**Task prompt**
All of the lines below are to be transcribed faithfully, with pictures excluded from the copy.

Object outline annotations
....

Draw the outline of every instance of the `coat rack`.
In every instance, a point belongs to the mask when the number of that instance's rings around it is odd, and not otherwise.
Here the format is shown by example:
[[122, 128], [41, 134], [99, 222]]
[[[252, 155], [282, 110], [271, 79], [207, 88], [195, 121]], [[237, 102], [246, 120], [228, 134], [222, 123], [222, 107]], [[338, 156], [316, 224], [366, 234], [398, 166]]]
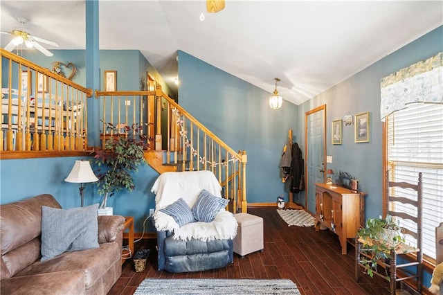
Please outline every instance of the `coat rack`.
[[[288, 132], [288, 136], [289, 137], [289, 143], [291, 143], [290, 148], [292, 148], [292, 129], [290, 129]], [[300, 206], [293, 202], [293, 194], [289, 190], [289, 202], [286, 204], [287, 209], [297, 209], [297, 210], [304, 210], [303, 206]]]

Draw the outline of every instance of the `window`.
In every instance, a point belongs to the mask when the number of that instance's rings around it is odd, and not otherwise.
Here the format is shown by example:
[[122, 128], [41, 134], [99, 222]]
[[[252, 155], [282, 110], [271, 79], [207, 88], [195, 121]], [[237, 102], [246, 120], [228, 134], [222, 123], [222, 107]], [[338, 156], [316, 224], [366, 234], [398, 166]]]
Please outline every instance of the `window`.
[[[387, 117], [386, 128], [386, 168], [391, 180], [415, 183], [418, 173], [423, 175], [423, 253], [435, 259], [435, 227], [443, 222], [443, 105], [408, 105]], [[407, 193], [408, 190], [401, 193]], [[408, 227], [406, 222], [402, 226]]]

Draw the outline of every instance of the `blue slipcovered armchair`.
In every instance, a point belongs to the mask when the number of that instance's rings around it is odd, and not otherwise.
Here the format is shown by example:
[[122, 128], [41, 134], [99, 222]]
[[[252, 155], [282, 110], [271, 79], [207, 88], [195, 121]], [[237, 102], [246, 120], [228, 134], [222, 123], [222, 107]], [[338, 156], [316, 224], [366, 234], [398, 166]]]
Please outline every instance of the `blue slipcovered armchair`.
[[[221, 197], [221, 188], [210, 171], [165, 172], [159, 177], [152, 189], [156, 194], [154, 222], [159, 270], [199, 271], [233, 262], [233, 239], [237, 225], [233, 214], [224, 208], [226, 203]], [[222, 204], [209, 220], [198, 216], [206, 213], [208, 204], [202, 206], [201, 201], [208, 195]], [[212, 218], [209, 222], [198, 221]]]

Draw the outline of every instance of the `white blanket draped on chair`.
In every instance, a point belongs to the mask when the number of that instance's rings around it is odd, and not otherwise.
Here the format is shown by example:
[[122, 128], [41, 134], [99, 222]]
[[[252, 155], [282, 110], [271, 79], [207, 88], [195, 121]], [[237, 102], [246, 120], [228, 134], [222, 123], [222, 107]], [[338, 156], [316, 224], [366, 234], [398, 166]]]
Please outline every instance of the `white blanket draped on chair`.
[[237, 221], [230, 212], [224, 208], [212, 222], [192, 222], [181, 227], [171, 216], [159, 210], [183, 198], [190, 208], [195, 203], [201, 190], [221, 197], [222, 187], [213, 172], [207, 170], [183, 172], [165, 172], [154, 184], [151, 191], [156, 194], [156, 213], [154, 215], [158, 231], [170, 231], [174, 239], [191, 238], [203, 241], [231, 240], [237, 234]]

....

**Output for this task**
Draw the outline of every instance of the `coat rack`.
In every instance, a point belongs to the mask when the number of that instance's rings around it is odd, and not otherwise.
Here the format is shown by example:
[[122, 128], [41, 134], [99, 222]]
[[[252, 155], [282, 110], [271, 79], [207, 88], [195, 121]], [[237, 102], [246, 120], [228, 134], [222, 123], [222, 107]], [[338, 156], [316, 224], [366, 234], [398, 166]]]
Please outline every instance of the `coat rack`.
[[[288, 132], [288, 136], [289, 137], [289, 143], [291, 143], [290, 148], [292, 148], [292, 129], [290, 129]], [[300, 206], [293, 202], [293, 194], [289, 190], [289, 202], [286, 204], [287, 209], [297, 209], [297, 210], [304, 210], [303, 206]]]

Draw the outline of every instance of the `window`.
In every instance, a point belongs to the mask when the number of that instance's rings around it is odd, and not otherwise.
Here the format is shown by example:
[[122, 128], [41, 134], [99, 222]]
[[[252, 155], [282, 110], [271, 79], [207, 88], [195, 121]], [[237, 102], [246, 120], [228, 134], [222, 123], [222, 107]], [[338, 156], [316, 224], [366, 234], [398, 166]]]
Please outline every instance of the `window`.
[[[387, 117], [386, 128], [386, 168], [391, 180], [415, 183], [418, 173], [423, 175], [423, 253], [435, 259], [435, 227], [443, 222], [443, 105], [408, 105]], [[407, 193], [408, 190], [401, 193]], [[408, 227], [406, 222], [402, 226]]]

Draw the outline of every instance of the `blue slipcovered armchair`.
In every instance, a point belongs to the mask when the number of that instance's rings around it is odd, and not otherwise.
Here the format is shown by example:
[[122, 128], [41, 134], [99, 222]]
[[[252, 155], [282, 110], [271, 79], [207, 88], [195, 121]], [[237, 102], [246, 120], [228, 134], [222, 123], [222, 107]], [[338, 156], [316, 224], [366, 234], [398, 166]]]
Please outline every instance of the `blue slipcovered armchair`.
[[[221, 197], [221, 188], [210, 171], [165, 172], [159, 177], [152, 189], [156, 194], [154, 222], [159, 270], [199, 271], [233, 262], [233, 239], [237, 225], [233, 214], [224, 208], [226, 203]], [[222, 204], [209, 220], [198, 216], [206, 213], [208, 204], [202, 206], [201, 201], [208, 195]], [[212, 218], [209, 222], [198, 221]]]

Draw the outline of every instance of the `white blanket draped on chair`.
In every instance, a point belongs to the mask when the number of that instance's rings around it is odd, and not otherwise.
Here the format is shown by example:
[[122, 128], [41, 134], [99, 222]]
[[[252, 155], [282, 110], [271, 79], [207, 88], [195, 121]], [[237, 102], [246, 120], [228, 134], [222, 123], [222, 107]], [[338, 156], [316, 224], [366, 234], [398, 166]]]
Please outline every instance of the `white blanket draped on chair`.
[[237, 221], [230, 212], [224, 208], [212, 222], [192, 222], [181, 227], [171, 216], [159, 210], [183, 198], [190, 208], [195, 203], [201, 190], [221, 197], [222, 187], [213, 172], [207, 170], [183, 172], [165, 172], [154, 184], [151, 191], [156, 194], [156, 213], [154, 215], [158, 231], [170, 231], [174, 239], [191, 238], [203, 241], [231, 240], [237, 234]]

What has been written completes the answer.